TEXT EXCERPT |
+ + + + + + +

Some people probably know more about movies and shows than Allan Richards, but you aren’t very likely to meet one of them. Allan’s knowledge of the film industry – and especially the musicals that are his greatest passion – is truly encyclopaedic.

Allan started seeing movies at the age of four and never stopped. As an adult he took to live theatre, performing in a string of musical comedy roles, spent his little spare time providing entertainment spectacles at air shows and other events, dressed as “Buttons” the giant orange cat for his local television station’s promotional occasions and built a library of DVDs and movie-related books and memorabilia that occupies a large part of his house. He talks – without notes of any kind – for hours on end about the shows and stars he knows so well, and is in growing demand as an entertaining public speaker.

Born in 1944, Allan started his life in the suburb of Adamstown, Newcastle, NSW, at a time when radio and cinema dominated popular entertainment. His father worked at the city’s Lysaghts plant all his life, and his mother worked in her mother’s hamburger shop at Broadmeadow, doing a frantic trade for the post-movie clientele of the nearby Century Theatre. The burgers were cooked in the window so all could see, and the customers were often six-deep at the counter.

Cinema in the 1950s

His mother loved movies, and took him to see them at almost every opportunity. She also worked as a cleaner at cinemas including the Civic and the Royal in Newcastle, and sometimes would take Allan to work with her at 4am, letting him wander the buildings, soaking in the atmosphere.

+ + + + + + +

THE TASKS |
(A) In the profile of Allan Richards, where did his father work all his life?
(B) Please carry on the profile of Allan Richards from the point where it stops.
The data that follows comes from a separate source.

DATA PROVIDED |
+ + + + + + +

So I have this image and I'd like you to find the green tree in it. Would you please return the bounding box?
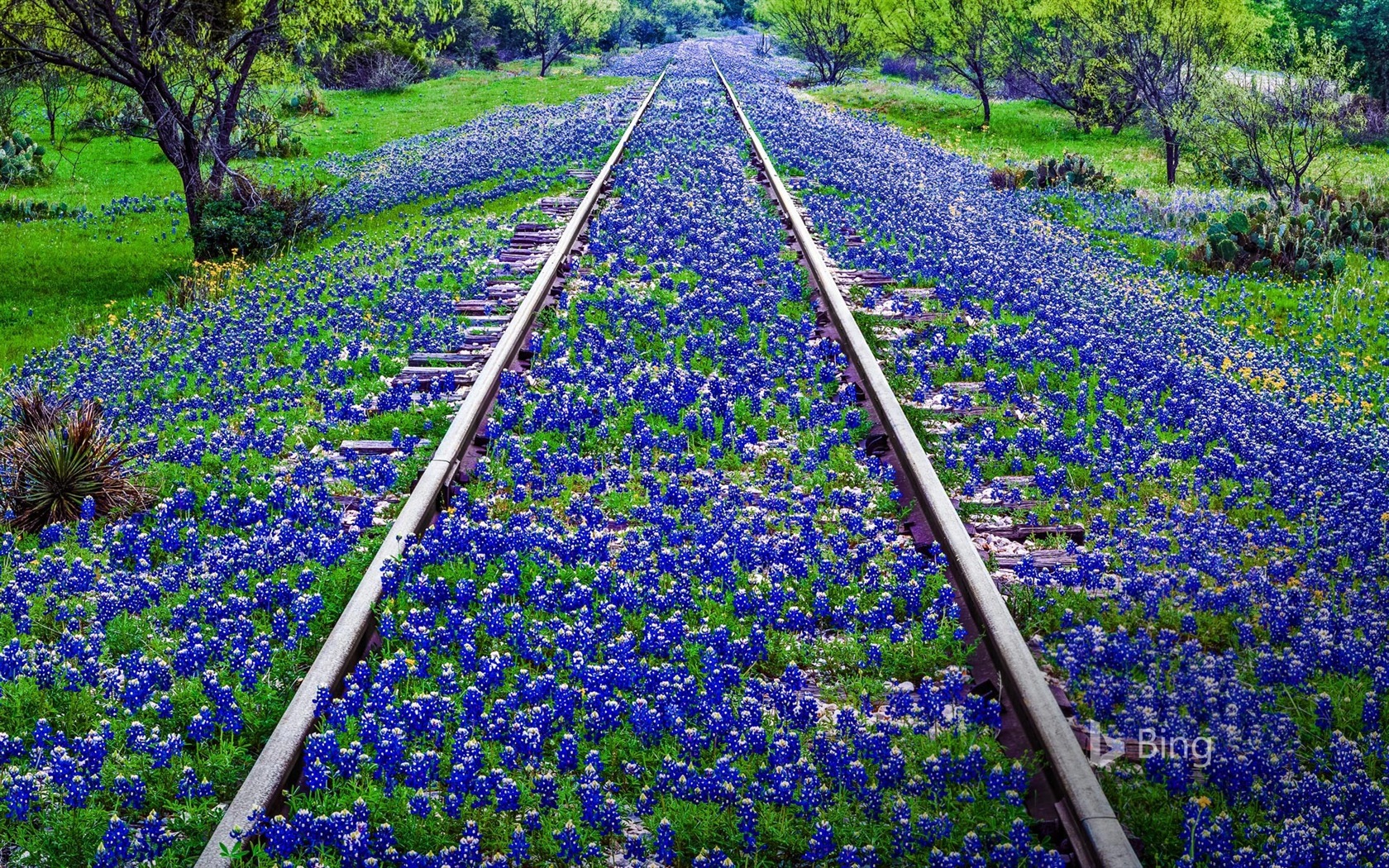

+ + + + + + +

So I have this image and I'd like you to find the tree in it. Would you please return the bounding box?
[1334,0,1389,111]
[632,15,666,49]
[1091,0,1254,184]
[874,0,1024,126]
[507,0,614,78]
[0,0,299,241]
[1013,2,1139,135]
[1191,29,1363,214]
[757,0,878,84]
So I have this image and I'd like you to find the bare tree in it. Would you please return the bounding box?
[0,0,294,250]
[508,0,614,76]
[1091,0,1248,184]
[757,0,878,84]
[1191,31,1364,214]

+ + + + + + +

RESPONSES PER TASK |
(A) He worked at the Lysaghts plant in Newcastle.

(B)
“After I started school Mum used to pick me up in the afternoon and we would go straight into Newcastle in time for the five o’clock session,” he recollected.

And while he was watching movies whenever he could, he was also starting a library of movie books that grew in size every Christmas and birthday. “Every Christmas my mother would give me two or three movie annuals, and I’d get another from my grandmother and one from an aunt. There was the Picturegoer, the Picture Show, the Hollywood Album, the Boys Cinema Annual. And every week I’d buy the magazines. I’d get the two English ones, the Picturegoer and the Picture Show, when they came out on Tuesdays. Then you would have the Australian Photoplayer, Photoplay and Movie Life and then there were some American ones. Screen News you used to get at the Hoyts cinema. I’ve got about 50 years of those.”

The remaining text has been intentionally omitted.